**Required action:** In how many lines of the records does "positive" appear? Answer with one number.

[Items from a data source]

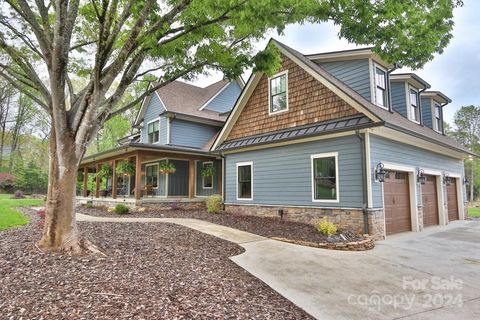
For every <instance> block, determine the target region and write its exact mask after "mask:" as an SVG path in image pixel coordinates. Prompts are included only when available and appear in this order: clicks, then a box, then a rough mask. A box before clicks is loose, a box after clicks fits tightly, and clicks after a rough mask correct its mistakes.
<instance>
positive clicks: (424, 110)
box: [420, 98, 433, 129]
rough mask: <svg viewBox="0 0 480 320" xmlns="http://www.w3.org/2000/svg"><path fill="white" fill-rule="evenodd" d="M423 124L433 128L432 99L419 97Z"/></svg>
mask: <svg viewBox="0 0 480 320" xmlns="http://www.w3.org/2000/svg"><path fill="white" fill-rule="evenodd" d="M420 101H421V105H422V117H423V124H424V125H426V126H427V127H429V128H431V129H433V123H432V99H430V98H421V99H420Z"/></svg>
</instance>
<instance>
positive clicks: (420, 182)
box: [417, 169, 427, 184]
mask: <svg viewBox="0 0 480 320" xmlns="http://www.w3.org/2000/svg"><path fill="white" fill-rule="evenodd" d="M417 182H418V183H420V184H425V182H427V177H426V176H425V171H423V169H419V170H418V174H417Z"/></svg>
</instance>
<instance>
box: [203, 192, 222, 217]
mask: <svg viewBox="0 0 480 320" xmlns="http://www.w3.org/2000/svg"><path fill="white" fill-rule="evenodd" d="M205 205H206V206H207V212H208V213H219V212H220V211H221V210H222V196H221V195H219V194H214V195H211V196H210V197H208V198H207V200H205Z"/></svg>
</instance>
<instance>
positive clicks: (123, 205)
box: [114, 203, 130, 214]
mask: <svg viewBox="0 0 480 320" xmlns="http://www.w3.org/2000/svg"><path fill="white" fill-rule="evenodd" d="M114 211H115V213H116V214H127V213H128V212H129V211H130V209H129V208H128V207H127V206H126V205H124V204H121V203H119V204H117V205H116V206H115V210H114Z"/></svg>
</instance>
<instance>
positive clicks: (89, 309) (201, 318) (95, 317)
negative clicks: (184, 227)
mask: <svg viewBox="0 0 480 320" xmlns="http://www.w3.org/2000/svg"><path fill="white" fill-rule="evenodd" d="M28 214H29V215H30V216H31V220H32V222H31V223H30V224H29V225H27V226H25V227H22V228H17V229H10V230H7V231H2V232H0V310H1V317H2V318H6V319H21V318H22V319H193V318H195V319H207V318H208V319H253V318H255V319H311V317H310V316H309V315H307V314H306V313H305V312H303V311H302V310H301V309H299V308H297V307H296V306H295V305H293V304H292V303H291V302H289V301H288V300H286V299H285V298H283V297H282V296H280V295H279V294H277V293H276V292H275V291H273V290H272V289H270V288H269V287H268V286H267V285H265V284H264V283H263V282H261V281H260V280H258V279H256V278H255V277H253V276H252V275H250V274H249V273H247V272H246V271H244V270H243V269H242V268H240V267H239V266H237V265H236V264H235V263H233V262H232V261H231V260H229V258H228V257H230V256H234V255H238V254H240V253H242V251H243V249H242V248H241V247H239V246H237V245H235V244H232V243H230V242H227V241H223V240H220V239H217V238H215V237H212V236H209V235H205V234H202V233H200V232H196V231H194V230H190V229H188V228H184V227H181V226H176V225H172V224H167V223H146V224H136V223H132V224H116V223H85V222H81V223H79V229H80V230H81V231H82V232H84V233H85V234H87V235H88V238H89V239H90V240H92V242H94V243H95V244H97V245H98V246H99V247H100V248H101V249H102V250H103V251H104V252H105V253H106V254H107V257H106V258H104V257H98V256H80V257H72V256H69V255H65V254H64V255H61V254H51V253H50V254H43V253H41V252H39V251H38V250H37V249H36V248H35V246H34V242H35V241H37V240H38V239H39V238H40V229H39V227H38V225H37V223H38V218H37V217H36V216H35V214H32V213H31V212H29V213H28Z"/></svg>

**Answer space:** 4